■ **Selected excerpt**:
——————————
But the simplest versions of the CDM model cannot account for all of the details of the distribution of galaxies across the sky. Some additional influence is needed to account for the structure of the real Universe. Arguments about what this additional influence might be have included the suggestion that the nature of gravity might have to be modified, or that ripples produced by gravitational radiation (ADD REF to IS General Relativity) could have played a part in determining the distribution of baryons in the early Universe. But the simplest resolution of this puzzle comes from analysis of the ripples in the cosmic microwave background radiation, detected by the COBE satellite.


The pattern of ripples detected by COBE was imprinted on the background radiation some 300,000 years after the Big Bang, at the time when the radiation last interacted with matter. At that time, the Universe had cooled to about 6,000 K (roughly the temperature at the surface of the Sun today), and electrons could combine with nuclei, for the first time, to make stable, electrically neutral atoms, which do not interact significantly with the background radiation. This pattern of ripples extends over much larger scales than even the largest supercluster filaments traced out by looking at the patterns of galaxies on the sky. But the geometrical structure of the pattern of ripples is the same on all scales (if you look at half the sky, you get the same kind of pattern as for the whole sky, or for a quarter of the sky, and so on). Furthermore, it is the same kind of pattern as the pattern made by the bright galaxies. So it seems reasonable to suppose that this scale- invariant pattern is typical of the way matter is (and was) distributed throughout the Universe.


In order to make exactly this kind of pattern in the distribution of mass across the sky, you need a mixture of about two-thirds cold dark matter, one-third hot dark matter and just a smear (perhaps 1 per cent of the total mass) of ordinary atomic (baryonic) matter. In such a “mixed dark matter” scenario, the CDM provides the clumps on which galaxies and clusters of galaxies grow, while the HDM fills some of the space between the clumps, smoothing the overall density of the Universe and reducing the contrast between the clumps and the voids. Atomic matter — the bright stuff of stars and galaxies — feels the gravitational influence of both kinds of dark matter, and so the foamy distribution of galaxies we see today represents the averaged out influence of waves made up of hot and cold dark matter (see Box One). In a possibly slightly over-optimistic assessment of these data, taking all the observations at face value, one group of researchers, at Queen Mary and Westfield College, has given very precise figures for the mixture of materials. They suggest that the Universe is made of 69 per cent CDM, 30 per cent HDM and 1 per cent baryonic matter. And they even calculate the required mass for the HDM neutrinos — 7.5 eV. This is 0.0014 per cent of the mass of an electron, and comfortably below the upper limit of 20 eV so far set by experiments.


An experiment which confirmed that the mass of the neutrino is around 7-8 eV could, therefore, be taken as evidence from the laboratory that we really do know what the Universe is made of. It would mean that the mass of the lightest particle (apart from those with zero mass) had been predicted from measurements of the entire Universe.


Experiments are also underway to detect CDM particles. Because the theories do not say how many of these particles there should be in the Universe, the range of possible masses for each particle is quite large; but, once again, detection of anything in the right sort of range would be strong vindication of the mixed dark matter model of the Universe. One way or the other, the next step forward in understanding what most of the Universe is made of is likely to be taken in laboratories here on Earth.
——————————
■ **Records shown**:

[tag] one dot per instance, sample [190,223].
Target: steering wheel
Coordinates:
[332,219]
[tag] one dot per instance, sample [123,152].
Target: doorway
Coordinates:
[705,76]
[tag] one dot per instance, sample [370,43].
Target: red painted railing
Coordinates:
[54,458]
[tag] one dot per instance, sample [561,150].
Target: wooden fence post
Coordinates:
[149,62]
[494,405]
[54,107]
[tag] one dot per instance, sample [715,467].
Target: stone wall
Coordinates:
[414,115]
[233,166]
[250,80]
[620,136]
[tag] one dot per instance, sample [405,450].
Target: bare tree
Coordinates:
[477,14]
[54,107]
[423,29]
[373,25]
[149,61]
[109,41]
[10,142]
——————————
■ **Required task A**:
In the passage on dark matter, what mass do the researchers at Queen Mary and Westfield College calculate for the HDM neutrinos?
■ **Required task B**:
Continue the passage on dark matter from its final sentence.

■ **Exercise result A**:
7.5 eV

■ **Exercise result B**:
The Visible “stuff”


The pattern of the distribution of visible stuff across the Universe shows bright galaxies distributed in filamentary chains and sheets, with voids containing very little bright stuff. In simple terms, this pattern can be explained if the average distribution of matter across the Universe (baryonic matter and dark matter) varies slightly from place to place, like the long smooth swell of an ocean. If galaxies then form only from exceptionally high peaks in the initial density distribution (short-wavelength ripples on top of the swell), they will be strongly concentrated in the crests rather than the troughs of the long-wave perturbations. The distribution of bright stuff in galaxies will be more “clumpy” than the overall distribution of mass.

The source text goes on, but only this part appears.